◆ **TASK DIRECTIONS**
Where the word "cloud" occurs in a line of the data, return the whole line.

Referring expression pointing data:
######

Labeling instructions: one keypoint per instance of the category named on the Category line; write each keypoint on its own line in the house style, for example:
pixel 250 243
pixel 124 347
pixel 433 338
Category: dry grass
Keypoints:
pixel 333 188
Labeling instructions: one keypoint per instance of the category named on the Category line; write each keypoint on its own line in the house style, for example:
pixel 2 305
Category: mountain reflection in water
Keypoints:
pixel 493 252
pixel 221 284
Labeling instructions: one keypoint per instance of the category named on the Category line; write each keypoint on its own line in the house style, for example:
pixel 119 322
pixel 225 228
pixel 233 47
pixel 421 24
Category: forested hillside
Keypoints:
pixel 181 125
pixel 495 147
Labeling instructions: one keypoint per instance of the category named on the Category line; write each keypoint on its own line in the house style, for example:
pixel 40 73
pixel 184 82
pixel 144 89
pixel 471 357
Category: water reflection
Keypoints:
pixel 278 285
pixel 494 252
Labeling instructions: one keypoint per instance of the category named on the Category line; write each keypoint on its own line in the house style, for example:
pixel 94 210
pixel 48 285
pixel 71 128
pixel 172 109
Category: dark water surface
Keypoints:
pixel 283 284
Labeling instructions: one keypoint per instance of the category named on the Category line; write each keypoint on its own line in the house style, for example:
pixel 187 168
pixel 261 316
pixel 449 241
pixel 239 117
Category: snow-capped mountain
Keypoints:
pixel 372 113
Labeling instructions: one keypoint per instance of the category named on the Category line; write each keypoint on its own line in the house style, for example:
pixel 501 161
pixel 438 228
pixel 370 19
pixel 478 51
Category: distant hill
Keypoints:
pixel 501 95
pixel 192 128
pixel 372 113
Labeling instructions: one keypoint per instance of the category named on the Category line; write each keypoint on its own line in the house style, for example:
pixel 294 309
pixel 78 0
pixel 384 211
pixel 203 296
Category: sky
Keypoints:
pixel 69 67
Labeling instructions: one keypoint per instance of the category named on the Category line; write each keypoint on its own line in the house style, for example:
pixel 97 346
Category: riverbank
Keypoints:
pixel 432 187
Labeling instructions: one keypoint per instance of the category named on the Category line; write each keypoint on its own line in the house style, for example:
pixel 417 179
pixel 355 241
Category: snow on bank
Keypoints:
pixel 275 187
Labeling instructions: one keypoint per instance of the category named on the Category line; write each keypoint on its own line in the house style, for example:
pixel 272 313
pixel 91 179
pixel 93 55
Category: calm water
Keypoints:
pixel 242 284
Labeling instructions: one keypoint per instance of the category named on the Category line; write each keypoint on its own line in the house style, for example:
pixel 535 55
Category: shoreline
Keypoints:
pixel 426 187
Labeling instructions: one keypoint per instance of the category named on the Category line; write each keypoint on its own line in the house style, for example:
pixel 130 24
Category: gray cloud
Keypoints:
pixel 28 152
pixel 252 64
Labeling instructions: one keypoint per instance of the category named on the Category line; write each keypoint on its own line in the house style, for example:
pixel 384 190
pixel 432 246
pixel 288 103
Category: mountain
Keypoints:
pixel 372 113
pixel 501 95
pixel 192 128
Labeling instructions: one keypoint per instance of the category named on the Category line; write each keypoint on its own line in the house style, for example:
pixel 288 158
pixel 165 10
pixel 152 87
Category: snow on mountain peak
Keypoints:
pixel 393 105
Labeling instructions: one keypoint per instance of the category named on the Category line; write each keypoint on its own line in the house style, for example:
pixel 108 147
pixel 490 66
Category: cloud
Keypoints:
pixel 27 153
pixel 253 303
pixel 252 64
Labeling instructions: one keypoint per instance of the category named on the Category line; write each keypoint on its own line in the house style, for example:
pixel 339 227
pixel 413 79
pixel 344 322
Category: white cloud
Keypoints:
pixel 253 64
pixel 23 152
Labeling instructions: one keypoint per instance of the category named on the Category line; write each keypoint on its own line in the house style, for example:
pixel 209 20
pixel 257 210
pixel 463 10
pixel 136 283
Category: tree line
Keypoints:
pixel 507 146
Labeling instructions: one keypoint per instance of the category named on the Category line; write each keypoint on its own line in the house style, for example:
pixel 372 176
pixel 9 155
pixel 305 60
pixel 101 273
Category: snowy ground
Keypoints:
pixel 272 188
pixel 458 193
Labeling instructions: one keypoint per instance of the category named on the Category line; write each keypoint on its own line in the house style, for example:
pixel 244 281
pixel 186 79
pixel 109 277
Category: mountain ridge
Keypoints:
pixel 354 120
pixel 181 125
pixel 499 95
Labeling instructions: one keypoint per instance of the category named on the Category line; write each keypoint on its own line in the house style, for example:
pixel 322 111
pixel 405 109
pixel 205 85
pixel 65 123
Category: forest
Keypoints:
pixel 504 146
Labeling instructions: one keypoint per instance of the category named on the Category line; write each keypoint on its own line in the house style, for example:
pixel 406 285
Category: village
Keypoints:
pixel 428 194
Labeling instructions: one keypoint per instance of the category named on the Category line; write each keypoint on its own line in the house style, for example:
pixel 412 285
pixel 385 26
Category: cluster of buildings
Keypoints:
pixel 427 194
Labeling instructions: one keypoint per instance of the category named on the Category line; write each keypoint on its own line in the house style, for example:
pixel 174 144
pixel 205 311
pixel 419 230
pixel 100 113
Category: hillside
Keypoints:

######

◆ **OUTPUT FOR THIS EXERCISE**
Category: gray cloud
Category: cloud
Category: white cloud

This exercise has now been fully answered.